▸ **Directions for this task**: Count the lines below that contain "water". Answer with the number alone.

▸ **Provided information**:
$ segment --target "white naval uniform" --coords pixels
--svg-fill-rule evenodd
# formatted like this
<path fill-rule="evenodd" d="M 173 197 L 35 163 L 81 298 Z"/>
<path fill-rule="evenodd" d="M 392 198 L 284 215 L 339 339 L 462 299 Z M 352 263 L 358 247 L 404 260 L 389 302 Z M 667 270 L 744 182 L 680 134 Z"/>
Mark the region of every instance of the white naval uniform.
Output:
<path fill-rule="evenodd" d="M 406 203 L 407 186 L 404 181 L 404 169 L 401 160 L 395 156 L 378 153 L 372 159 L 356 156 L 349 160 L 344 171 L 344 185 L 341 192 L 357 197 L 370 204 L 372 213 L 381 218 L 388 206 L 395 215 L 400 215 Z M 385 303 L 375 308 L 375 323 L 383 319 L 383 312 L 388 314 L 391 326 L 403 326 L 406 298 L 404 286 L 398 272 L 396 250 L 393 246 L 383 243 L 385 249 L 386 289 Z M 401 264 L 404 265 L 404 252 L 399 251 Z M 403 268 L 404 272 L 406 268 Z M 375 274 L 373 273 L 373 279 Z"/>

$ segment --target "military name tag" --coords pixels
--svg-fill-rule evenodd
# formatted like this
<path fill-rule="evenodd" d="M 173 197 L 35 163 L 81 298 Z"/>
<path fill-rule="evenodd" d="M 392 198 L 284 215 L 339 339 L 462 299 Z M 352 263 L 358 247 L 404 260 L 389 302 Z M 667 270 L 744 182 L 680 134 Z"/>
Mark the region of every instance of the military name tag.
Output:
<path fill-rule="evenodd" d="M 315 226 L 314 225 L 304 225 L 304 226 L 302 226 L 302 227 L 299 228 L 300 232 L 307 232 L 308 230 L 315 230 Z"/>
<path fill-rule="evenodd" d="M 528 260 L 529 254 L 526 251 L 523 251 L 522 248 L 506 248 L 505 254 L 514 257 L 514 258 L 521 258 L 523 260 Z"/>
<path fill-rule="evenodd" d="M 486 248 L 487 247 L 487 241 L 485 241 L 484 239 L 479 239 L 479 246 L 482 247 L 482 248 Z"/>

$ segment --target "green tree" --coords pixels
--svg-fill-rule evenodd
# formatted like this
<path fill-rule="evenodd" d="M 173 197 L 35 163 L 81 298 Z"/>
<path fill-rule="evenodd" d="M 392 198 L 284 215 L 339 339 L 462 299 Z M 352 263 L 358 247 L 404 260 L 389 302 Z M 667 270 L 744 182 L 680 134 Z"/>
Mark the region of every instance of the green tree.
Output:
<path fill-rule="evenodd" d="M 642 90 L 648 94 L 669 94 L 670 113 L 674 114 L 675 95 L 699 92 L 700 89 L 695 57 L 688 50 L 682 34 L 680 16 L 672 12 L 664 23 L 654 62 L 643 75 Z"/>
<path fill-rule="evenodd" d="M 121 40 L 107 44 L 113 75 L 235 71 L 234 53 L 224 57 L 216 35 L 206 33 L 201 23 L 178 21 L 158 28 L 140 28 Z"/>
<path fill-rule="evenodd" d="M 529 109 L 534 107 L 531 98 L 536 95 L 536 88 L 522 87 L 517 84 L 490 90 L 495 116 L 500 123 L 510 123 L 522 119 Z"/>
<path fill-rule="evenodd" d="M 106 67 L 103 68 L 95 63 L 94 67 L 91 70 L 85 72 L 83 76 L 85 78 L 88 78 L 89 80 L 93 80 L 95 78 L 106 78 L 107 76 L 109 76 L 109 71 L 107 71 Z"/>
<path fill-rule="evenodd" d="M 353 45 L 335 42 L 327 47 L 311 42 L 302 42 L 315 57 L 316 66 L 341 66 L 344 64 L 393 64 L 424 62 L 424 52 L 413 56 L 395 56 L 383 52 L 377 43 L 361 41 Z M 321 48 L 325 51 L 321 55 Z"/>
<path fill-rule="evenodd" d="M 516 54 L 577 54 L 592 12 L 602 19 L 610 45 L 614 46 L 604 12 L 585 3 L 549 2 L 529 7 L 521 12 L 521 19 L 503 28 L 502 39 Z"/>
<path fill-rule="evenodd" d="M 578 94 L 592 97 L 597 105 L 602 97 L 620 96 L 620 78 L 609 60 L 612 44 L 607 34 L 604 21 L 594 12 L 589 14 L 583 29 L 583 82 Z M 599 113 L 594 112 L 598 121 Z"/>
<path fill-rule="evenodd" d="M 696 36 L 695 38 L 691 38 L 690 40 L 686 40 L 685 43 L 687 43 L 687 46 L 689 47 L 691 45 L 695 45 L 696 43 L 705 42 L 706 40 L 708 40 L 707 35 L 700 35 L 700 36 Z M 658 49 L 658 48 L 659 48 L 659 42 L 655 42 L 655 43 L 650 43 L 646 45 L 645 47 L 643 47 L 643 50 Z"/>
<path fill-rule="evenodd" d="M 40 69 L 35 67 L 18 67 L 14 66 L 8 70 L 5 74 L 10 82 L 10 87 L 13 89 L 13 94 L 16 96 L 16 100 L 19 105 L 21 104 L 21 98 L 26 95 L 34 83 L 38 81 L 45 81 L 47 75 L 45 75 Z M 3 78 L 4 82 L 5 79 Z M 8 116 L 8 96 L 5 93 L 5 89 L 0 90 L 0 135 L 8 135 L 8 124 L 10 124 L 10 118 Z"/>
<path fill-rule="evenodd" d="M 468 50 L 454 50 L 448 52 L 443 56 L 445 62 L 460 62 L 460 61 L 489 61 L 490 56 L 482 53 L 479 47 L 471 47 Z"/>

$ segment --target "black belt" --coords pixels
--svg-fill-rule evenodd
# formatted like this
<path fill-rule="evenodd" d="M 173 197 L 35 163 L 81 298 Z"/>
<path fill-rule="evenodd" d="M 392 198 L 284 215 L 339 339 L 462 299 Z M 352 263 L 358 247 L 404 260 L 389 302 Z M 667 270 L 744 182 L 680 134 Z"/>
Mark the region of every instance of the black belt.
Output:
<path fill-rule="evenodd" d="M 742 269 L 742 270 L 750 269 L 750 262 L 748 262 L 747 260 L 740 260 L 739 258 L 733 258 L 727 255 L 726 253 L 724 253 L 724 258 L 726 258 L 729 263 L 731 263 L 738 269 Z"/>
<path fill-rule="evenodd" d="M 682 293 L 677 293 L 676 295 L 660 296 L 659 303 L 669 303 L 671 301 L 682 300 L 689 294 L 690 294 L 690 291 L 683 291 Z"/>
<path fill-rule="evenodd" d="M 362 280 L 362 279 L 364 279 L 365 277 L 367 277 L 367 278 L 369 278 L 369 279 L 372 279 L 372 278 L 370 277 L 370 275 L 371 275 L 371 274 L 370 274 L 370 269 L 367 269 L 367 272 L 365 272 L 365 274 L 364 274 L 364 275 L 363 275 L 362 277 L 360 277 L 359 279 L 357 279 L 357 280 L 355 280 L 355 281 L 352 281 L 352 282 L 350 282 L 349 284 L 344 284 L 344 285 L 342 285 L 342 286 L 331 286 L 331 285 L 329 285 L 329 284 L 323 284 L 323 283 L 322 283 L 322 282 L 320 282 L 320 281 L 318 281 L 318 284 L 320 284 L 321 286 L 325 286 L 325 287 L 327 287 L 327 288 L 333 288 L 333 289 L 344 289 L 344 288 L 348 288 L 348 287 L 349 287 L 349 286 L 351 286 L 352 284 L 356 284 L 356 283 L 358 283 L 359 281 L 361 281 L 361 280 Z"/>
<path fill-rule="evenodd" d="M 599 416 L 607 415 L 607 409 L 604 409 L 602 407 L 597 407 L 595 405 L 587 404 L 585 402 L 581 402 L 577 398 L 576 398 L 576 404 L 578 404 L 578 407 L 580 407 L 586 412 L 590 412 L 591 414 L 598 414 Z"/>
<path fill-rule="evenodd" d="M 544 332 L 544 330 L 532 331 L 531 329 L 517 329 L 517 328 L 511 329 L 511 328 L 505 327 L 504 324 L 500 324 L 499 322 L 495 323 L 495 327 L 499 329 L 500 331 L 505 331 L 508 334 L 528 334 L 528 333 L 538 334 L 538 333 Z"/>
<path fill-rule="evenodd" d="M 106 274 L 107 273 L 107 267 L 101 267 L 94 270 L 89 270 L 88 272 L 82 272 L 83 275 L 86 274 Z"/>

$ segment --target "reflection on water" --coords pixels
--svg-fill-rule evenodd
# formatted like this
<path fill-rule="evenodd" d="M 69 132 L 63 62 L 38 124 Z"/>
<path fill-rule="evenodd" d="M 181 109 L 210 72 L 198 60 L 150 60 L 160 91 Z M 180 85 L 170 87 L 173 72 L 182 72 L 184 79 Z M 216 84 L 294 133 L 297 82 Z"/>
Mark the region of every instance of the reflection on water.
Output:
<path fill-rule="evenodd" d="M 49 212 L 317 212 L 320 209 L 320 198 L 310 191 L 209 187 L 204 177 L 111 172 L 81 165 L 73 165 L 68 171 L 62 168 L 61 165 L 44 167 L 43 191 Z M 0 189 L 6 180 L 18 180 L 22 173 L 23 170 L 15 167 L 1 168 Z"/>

▸ **Result**: 2